> [YOUR TASK] How many lines of the rows below contain the string "green"? Matching is case-sensitive, and the reply should be only the number.

Data drawn from a collection
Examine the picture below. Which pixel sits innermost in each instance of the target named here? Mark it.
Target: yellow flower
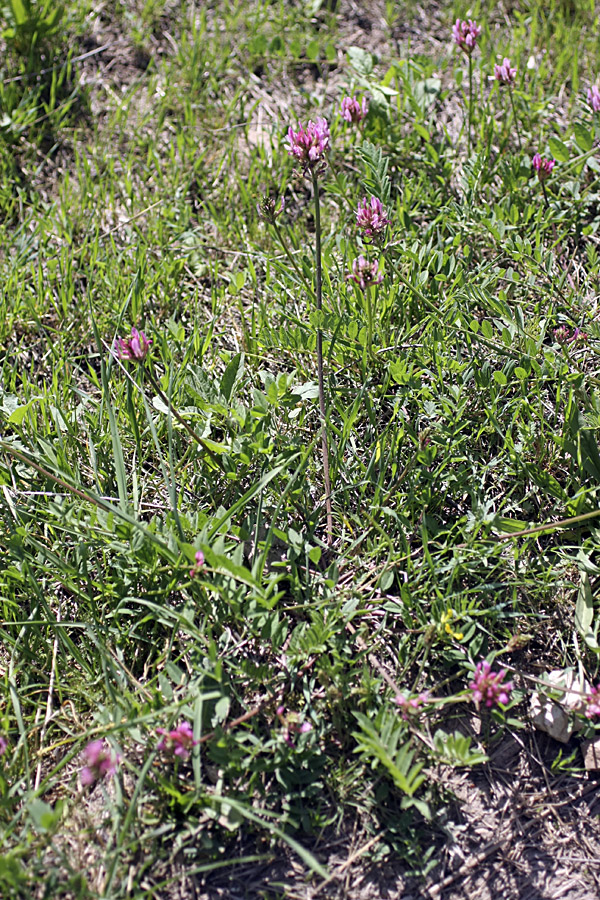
(445, 621)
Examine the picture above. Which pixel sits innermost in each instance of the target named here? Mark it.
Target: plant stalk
(516, 121)
(319, 303)
(470, 102)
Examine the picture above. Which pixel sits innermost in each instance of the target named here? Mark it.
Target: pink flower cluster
(101, 761)
(564, 335)
(136, 347)
(354, 111)
(365, 273)
(465, 35)
(594, 97)
(179, 741)
(411, 706)
(543, 166)
(309, 145)
(504, 73)
(489, 687)
(198, 565)
(371, 217)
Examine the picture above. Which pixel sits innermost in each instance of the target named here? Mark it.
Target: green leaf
(583, 138)
(584, 608)
(559, 151)
(231, 375)
(44, 816)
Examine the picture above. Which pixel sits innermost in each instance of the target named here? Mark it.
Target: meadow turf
(166, 557)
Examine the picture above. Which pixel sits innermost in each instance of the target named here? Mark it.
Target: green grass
(129, 198)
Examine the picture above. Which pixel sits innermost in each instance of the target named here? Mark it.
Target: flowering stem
(369, 296)
(295, 266)
(518, 130)
(181, 420)
(318, 280)
(470, 101)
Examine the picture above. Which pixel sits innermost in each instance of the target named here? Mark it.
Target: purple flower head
(268, 210)
(504, 74)
(411, 706)
(136, 347)
(354, 111)
(198, 565)
(488, 687)
(310, 145)
(542, 166)
(465, 35)
(179, 741)
(365, 273)
(371, 217)
(594, 97)
(101, 762)
(592, 702)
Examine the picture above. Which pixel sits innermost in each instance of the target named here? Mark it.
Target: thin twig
(48, 716)
(319, 296)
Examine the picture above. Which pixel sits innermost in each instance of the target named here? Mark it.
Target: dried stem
(319, 298)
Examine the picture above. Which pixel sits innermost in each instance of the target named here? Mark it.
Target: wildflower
(101, 762)
(179, 741)
(465, 35)
(488, 686)
(371, 217)
(353, 111)
(291, 725)
(594, 97)
(136, 347)
(412, 705)
(267, 209)
(563, 335)
(445, 621)
(365, 273)
(504, 74)
(592, 701)
(198, 565)
(310, 145)
(543, 166)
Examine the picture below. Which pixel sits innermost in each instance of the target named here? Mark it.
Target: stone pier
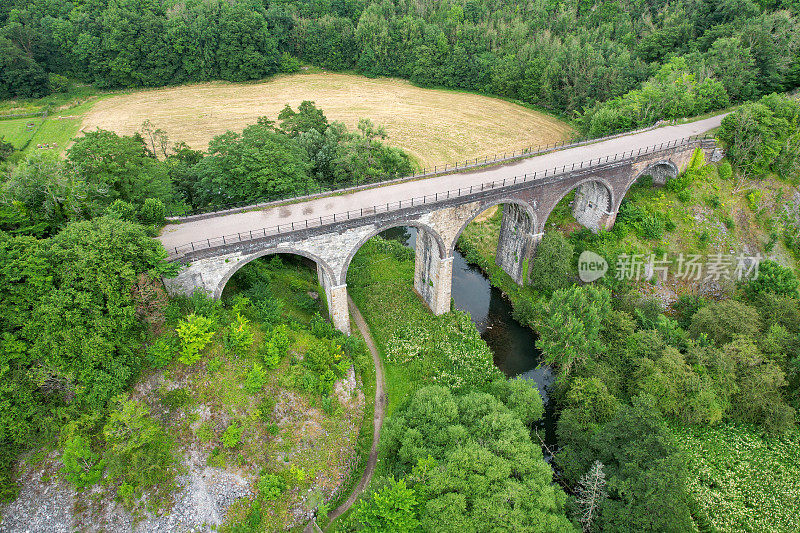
(433, 275)
(336, 297)
(517, 242)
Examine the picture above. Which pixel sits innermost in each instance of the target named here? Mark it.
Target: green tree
(47, 191)
(475, 464)
(551, 268)
(392, 508)
(774, 278)
(82, 467)
(118, 168)
(570, 334)
(195, 332)
(725, 319)
(259, 164)
(88, 333)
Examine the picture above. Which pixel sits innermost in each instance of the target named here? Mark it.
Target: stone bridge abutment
(526, 208)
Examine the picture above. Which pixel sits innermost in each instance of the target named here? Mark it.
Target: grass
(417, 347)
(434, 126)
(17, 132)
(60, 126)
(285, 428)
(743, 481)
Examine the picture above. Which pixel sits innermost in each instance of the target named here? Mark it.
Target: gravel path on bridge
(176, 235)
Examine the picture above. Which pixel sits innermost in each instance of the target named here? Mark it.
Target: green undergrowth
(259, 385)
(417, 348)
(742, 480)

> [WORKED SOLUTION] 4